Nothing should differ between your output and the entries below.

= = = = = = =

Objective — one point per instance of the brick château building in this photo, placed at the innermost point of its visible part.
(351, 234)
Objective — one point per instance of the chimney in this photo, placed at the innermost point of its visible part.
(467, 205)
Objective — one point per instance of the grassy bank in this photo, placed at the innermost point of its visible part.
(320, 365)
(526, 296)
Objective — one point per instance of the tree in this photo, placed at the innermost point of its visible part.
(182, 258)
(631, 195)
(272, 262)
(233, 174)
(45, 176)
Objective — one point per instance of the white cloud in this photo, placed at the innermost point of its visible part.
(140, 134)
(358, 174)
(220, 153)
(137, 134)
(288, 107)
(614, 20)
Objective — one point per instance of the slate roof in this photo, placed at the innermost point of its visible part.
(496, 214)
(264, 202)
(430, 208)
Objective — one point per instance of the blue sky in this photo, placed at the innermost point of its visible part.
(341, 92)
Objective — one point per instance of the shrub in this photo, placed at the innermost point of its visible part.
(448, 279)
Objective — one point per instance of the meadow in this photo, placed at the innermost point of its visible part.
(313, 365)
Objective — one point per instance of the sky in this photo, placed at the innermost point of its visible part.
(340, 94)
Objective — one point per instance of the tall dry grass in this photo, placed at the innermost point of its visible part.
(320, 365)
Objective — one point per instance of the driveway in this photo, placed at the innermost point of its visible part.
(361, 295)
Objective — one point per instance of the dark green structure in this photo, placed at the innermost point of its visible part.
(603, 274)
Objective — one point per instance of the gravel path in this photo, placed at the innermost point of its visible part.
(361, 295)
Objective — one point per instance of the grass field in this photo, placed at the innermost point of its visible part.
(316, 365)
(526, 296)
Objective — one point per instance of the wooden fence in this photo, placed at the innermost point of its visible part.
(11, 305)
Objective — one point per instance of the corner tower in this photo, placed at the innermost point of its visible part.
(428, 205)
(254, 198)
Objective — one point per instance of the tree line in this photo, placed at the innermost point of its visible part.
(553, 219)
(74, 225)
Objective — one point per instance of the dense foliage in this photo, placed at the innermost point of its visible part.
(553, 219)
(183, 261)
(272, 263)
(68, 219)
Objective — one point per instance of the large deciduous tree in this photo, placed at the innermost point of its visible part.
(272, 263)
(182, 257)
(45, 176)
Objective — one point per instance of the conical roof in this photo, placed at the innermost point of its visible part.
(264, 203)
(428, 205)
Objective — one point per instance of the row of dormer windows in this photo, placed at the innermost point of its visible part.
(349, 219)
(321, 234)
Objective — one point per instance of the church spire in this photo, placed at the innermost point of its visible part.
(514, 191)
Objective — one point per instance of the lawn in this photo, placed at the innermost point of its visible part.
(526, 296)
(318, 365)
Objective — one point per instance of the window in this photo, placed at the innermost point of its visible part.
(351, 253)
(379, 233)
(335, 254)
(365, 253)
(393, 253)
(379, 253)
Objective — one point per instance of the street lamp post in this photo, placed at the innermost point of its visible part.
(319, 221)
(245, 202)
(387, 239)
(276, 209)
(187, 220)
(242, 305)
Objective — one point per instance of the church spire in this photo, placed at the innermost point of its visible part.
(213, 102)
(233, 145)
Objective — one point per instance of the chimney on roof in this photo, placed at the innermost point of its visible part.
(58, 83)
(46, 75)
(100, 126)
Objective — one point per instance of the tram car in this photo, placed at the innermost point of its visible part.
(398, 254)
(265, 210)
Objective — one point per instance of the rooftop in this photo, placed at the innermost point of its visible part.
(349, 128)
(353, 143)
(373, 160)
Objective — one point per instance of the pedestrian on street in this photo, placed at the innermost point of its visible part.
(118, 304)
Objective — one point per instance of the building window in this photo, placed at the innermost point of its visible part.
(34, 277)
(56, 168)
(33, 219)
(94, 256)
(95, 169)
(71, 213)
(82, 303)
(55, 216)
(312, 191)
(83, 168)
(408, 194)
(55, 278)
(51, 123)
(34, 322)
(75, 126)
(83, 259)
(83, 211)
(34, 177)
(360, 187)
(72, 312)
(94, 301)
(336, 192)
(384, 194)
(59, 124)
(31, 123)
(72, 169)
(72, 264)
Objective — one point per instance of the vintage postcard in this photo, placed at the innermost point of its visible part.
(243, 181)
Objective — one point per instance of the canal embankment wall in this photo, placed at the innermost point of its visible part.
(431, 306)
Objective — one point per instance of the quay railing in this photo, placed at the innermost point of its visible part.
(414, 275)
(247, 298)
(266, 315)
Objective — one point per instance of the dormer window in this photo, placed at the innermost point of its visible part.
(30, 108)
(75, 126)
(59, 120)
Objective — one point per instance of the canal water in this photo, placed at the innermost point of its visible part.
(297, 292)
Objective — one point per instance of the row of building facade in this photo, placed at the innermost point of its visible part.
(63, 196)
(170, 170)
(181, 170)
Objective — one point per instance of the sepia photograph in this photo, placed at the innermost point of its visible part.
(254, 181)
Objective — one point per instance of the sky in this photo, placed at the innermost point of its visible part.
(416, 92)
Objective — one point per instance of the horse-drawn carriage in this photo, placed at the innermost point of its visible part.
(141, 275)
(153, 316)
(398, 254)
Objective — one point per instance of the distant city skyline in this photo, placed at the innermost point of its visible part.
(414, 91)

= = = = = = =

### [Written solution]
Objective — one point per instance of the brick château building in this photo, placed at the innermost point of its visible part.
(351, 234)
Objective — one point per instance of the chimney in this photo, placed at the innermost point of its visible part.
(467, 205)
Objective — one point per instance of the grassy bank in this photo, placed at the innermost point of its visible part.
(320, 365)
(526, 296)
Objective — one point per instance of the tree in this photo, placed at the innermost point of its visible part.
(182, 258)
(631, 195)
(272, 262)
(233, 174)
(45, 176)
Objective — one point per instance of the white cloud in this photo, placed at the innermost point of its visible part.
(140, 134)
(358, 174)
(220, 153)
(137, 134)
(288, 107)
(614, 20)
Objective — one point per instance of the slate roof in this photo, placed at the innermost point of its visible part.
(496, 214)
(264, 202)
(430, 208)
Objective — one point per instance of the blue sky in this photo, placed at the innermost point of its visible part.
(341, 92)
Objective — one point per instance of the shrub in this photo, placed at the innermost point of its visible part.
(448, 279)
Objective — one point per instance of the meadow in this photo, placed at the innermost point of its visible part.
(313, 365)
Objective — one point per instance of the sky in this photo, placed at the innermost point of its visible part.
(340, 94)
Objective — one point per instance of the tall dry grass in this photo, placed at the innermost point of its visible part.
(320, 365)
Objective — one point per instance of the driveway in this photo, placed at the innermost point of its visible part.
(361, 295)
Objective — one point per instance of the dark green structure in this photo, placed at the innermost point of its visible part.
(603, 274)
Objective — one point per instance of the gravel path in this photo, placed at the innermost point of its visible part.
(361, 295)
Objective — one point per instance of the grass field in this photo, placed at the innermost point of its visible part.
(316, 365)
(526, 296)
Objective — one point per instance of the wooden fence in this photo, placed at the innermost point of its visible part.
(11, 305)
Objective — one point per instance of the corner tower in this photo, placed at the innermost point of its visible part.
(428, 205)
(254, 198)
Objective — one point per instance of the tree line in this photo, placed at the innermost point of its visible part.
(553, 219)
(74, 225)
Objective — one point per instance of the dense foliage in this photo, placed at the innermost point of its visible part.
(553, 219)
(183, 261)
(272, 263)
(68, 219)
Objective — one point per instance of the large deciduous tree in this photo, placed at the innermost point of its visible part.
(272, 263)
(182, 257)
(45, 176)
Objective — one point per instance of the conical roof in this photo, placed at the innermost point of its visible part.
(264, 203)
(428, 205)
Objective — one point per instance of the row of dormer windows in this photo, placed at the innermost point of its visible part.
(349, 219)
(321, 234)
Objective — one point per instance of the church spire in this photo, placed at the innermost point of its visible part.
(514, 191)
Objective — one point per instance of the lawn in this photo, placed at the innermost point of its visible part.
(526, 296)
(318, 365)
Objective — one point per instance of the window in this photo, placed at the innermost point of its visible part.
(351, 253)
(379, 233)
(335, 254)
(365, 253)
(393, 253)
(379, 253)
Objective — one point per instance of the street lamp post in this photo, placed at the innermost point of its visible part.
(319, 221)
(245, 202)
(387, 239)
(276, 209)
(187, 220)
(242, 305)
Objective — one point per instance of the church spire in this photo, placed at the innermost point of its visible part.
(213, 102)
(233, 145)
Objective — one point per instance of the chimney on roof in this photo, placed at the innermost point of its visible part.
(58, 83)
(46, 75)
(100, 126)
Objective — one point per instance of the tram car in this photo, placed at the innermost point of its visible part.
(398, 254)
(265, 210)
Objective — one point per instance of the rooftop in this photo, placed at the innermost point of its visible part.
(349, 128)
(353, 143)
(373, 160)
Objective — one point per instance of the pedestrian on street in this photo, placed at the innermost point of its visible part.
(118, 304)
Objective — one point per instance of the building window in this photo, placed at the innermost point of its visible part.
(34, 277)
(56, 168)
(33, 219)
(94, 256)
(95, 169)
(71, 213)
(82, 303)
(55, 216)
(312, 191)
(83, 168)
(408, 194)
(55, 278)
(51, 123)
(34, 322)
(75, 126)
(83, 259)
(83, 211)
(34, 177)
(360, 187)
(72, 312)
(94, 301)
(336, 192)
(384, 194)
(59, 124)
(31, 123)
(72, 169)
(72, 264)
Objective — one point per instance of the vintage postcard in this photo, placed at the innermost point of its visible part.
(243, 181)
Objective — one point per instance of the canal embankment wall in this photo, placed at the innermost point of its visible part.
(431, 306)
Objective — one point per instance of the quay railing in this photo, placed at the innermost point of its visible part.
(414, 275)
(247, 298)
(266, 315)
Objective — one point per instance of the dormer window in this photo, placed at the innermost point of its visible part.
(30, 108)
(75, 126)
(59, 120)
Objective — one point per instance of the canal water in this photo, placed at the innermost point of its visible part.
(297, 292)
Objective — one point per instance of the row of building facade in this photo, placed at the innermost point of its visible part.
(63, 196)
(170, 170)
(181, 170)
Objective — one point per instance of the sepia photograph in this photo, placed at the innermost point of its visible part.
(254, 181)
Objective — one point per instance of the sky in this photo, placed at the innermost point of its visible part.
(416, 92)
Objective — one point per instance of the horse-drawn carriage in this photo, placed at the innermost point of its visible part.
(141, 275)
(153, 316)
(398, 254)
Objective — one point per instance of the distant city skyline in this photo, placed at the innermost point of its visible part.
(414, 91)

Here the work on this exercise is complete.